GOAL:
Produce an exact copy of all the records.

DATA EXTRACT:
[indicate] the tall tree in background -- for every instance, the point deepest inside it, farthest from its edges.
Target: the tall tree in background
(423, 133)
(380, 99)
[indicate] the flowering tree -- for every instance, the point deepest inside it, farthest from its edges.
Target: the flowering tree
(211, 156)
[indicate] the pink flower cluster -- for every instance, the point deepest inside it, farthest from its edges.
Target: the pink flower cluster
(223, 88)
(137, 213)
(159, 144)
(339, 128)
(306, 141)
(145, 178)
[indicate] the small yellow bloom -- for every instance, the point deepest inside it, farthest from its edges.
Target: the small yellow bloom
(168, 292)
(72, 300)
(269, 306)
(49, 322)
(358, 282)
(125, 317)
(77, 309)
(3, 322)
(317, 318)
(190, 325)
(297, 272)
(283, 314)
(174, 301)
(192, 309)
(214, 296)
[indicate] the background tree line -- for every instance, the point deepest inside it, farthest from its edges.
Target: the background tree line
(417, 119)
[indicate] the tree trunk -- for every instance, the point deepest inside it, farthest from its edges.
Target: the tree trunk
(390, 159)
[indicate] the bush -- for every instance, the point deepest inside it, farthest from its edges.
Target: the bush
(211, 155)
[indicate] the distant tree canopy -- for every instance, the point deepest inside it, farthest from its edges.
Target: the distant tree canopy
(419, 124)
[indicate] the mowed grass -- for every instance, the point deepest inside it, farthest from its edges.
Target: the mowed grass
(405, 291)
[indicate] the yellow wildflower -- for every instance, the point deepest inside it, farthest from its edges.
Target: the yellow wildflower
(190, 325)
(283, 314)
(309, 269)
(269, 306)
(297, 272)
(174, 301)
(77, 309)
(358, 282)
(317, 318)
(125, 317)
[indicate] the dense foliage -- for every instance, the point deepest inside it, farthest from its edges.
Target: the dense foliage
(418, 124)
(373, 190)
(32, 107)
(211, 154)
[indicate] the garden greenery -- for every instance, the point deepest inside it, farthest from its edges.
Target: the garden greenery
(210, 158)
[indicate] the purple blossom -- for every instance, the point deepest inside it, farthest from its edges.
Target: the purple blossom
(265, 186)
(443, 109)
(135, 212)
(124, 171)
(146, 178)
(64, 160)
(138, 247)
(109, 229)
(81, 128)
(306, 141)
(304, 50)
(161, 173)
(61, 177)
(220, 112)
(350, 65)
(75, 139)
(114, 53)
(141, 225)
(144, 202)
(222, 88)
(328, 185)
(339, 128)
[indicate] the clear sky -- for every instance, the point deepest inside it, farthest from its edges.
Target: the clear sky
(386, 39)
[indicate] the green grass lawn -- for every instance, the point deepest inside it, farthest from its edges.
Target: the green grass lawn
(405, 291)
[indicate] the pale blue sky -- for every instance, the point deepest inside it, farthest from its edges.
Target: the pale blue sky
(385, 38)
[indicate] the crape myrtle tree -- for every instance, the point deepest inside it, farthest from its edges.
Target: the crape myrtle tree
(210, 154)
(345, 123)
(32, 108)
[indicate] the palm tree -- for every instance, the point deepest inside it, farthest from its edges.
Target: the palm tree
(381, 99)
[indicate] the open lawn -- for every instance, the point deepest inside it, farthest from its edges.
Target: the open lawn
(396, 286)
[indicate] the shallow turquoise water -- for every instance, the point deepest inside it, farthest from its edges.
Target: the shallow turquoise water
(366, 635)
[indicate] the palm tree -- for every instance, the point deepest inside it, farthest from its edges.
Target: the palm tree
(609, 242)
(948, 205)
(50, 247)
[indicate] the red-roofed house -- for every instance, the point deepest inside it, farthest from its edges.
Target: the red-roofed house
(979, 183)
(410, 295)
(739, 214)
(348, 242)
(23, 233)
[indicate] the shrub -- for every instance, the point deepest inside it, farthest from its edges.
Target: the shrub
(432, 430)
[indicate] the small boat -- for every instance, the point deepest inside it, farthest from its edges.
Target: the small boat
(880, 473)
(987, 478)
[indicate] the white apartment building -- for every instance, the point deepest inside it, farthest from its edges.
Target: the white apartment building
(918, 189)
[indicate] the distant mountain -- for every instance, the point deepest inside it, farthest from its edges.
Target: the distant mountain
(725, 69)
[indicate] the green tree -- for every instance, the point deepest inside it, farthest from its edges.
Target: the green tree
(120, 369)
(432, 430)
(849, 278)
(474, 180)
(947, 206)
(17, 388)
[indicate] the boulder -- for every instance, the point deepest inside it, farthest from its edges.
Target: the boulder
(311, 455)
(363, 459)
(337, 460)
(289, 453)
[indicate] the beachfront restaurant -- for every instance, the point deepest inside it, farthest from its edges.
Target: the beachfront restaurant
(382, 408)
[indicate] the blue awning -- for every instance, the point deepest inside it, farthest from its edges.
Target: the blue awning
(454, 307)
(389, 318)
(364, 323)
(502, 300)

REPLY:
[indicate] the tall tree in background -- for every instance, the point deepest inside it, farthest from its edges.
Target: the tall tree in background
(423, 133)
(380, 99)
[indicate] the flowering tree -- for every instance, the point deepest inside it, farthest from its edges.
Target: the flowering tree
(211, 156)
[indicate] the pink flower cluster -- for every instance, the point deepest inside it, farthest from its edges.
Target: the pink flower cluster
(223, 88)
(137, 213)
(159, 144)
(339, 128)
(306, 141)
(145, 178)
[indicate] the small yellow bloom -- for every instance, the point deepest inside it, farthest from its edges.
Target: the small yellow bloom
(168, 292)
(72, 300)
(269, 306)
(49, 322)
(358, 282)
(125, 317)
(77, 309)
(3, 322)
(317, 318)
(190, 325)
(297, 272)
(283, 314)
(174, 301)
(192, 309)
(214, 296)
[indicate] the background tree line -- for every instance, the point deepest inside it, farthest from its edges.
Target: the background tree line
(417, 119)
[indicate] the tree trunk -- for every instance, the point deepest inside it, farthest from its edges.
Target: the tree trunk
(390, 159)
[indicate] the bush -- for every instance, the point deepest inside it, farthest from its edges.
Target: the bush
(211, 155)
[indicate] the distant tree canopy -- for every instance, the point deepest inside it, farthest from its edges.
Target: the distant tree canopy
(419, 124)
[indicate] the mowed grass -- for every instance, the point deepest inside it, farthest from its edges.
Target: the mowed grass
(405, 291)
[indicate] the yellow wildflower -- for every instance, the point deepest inside it, farthest from its edges.
Target: the yellow wildflower
(190, 325)
(283, 314)
(309, 269)
(269, 306)
(297, 272)
(174, 301)
(77, 309)
(358, 282)
(317, 318)
(125, 317)
[indicate] the dense foliage -- for every instance, the point deepest inside it, farthest from its edges.
Target: the dense foliage
(418, 124)
(373, 190)
(32, 107)
(211, 154)
[indicate] the garden greenery -- for every instance, the point deepest inside it, farthest from its edges.
Target: the garden greenery
(210, 158)
[indicate] the purple blossom -- for every instance, the point deepest inside it, farthest from its edges.
Target: the purple blossom
(265, 186)
(443, 109)
(135, 212)
(124, 171)
(146, 178)
(64, 160)
(138, 247)
(109, 229)
(81, 128)
(306, 141)
(304, 50)
(161, 173)
(61, 177)
(220, 112)
(350, 65)
(75, 139)
(114, 53)
(141, 225)
(144, 202)
(222, 88)
(328, 185)
(339, 128)
[indicate] the clear sky -- for every instance, the point deepest inside it, farthest from its edges.
Target: the clear sky
(386, 39)
[indicate] the green grass lawn -- for every instance, the point deepest inside it, farthest from its edges.
Target: the green grass lawn
(405, 291)
[indicate] the pale blue sky -- for every instance, the point deepest inside it, farthest from its edges.
Target: the pale blue sky
(385, 38)
[indicate] the crape myrtle tree -- for every instance, the point deepest inside it, farthest from its edges.
Target: the crape myrtle tree
(210, 154)
(345, 123)
(32, 108)
[indicate] the palm tree -- for every instance, the point deepest inside it, farthest from its edges.
Target: the palm tree
(381, 99)
[indicate] the open lawn -- for every instance, the point deepest inside it, farthest from its edges.
Target: the open lawn
(396, 286)
[indicate] the shallow turquoise water -- for every instance, the point deepest inside it, farthest from its edges.
Target: the shallow turquoise water
(366, 635)
[indicate] the palm tree -- for every instance, the point deepest inside it, farthest from its edges.
Target: the palm tree
(609, 242)
(948, 205)
(50, 247)
[indicate] the red-roofed house -- for every instance, the point deepest inside it, farthest from its edges.
Target: the red-roofed house
(979, 183)
(410, 295)
(739, 214)
(348, 242)
(23, 233)
[indicate] the shrub -- for every instance, the point deepest inside it, farthest from its edges.
Target: the shrub
(432, 430)
[indicate] the small boat -- for every instance, the point deepest inside it, farthest from its edges.
Target: the small boat
(880, 473)
(987, 478)
[indicate] the white apartment building -- for every instance, the point deepest inside it, farthest from its edges.
Target: the white apartment building
(918, 189)
[indicate] the distant mountain -- for every instance, the point deepest inside it, farthest from its edges.
Target: the distant mountain
(725, 69)
[indicate] the green tree -- for every instance, the point deepest inside it, farthest from its edges.
Target: the green tree
(120, 369)
(432, 430)
(849, 278)
(474, 180)
(947, 206)
(17, 388)
[indicate] the boulder -- for every instance, the point deepest inside it, farthest from its edges.
Target: the boulder
(311, 455)
(363, 459)
(337, 460)
(289, 453)
[indicate] the beachfront restaurant -- for every instance, the point deepest inside it, farthest from its edges.
Target: the beachfront restaurant
(382, 408)
[indicate] the blue awning -- for every instance, the point deepest inside it, farthest from its edges.
Target: the blue awning
(454, 307)
(389, 318)
(364, 323)
(502, 300)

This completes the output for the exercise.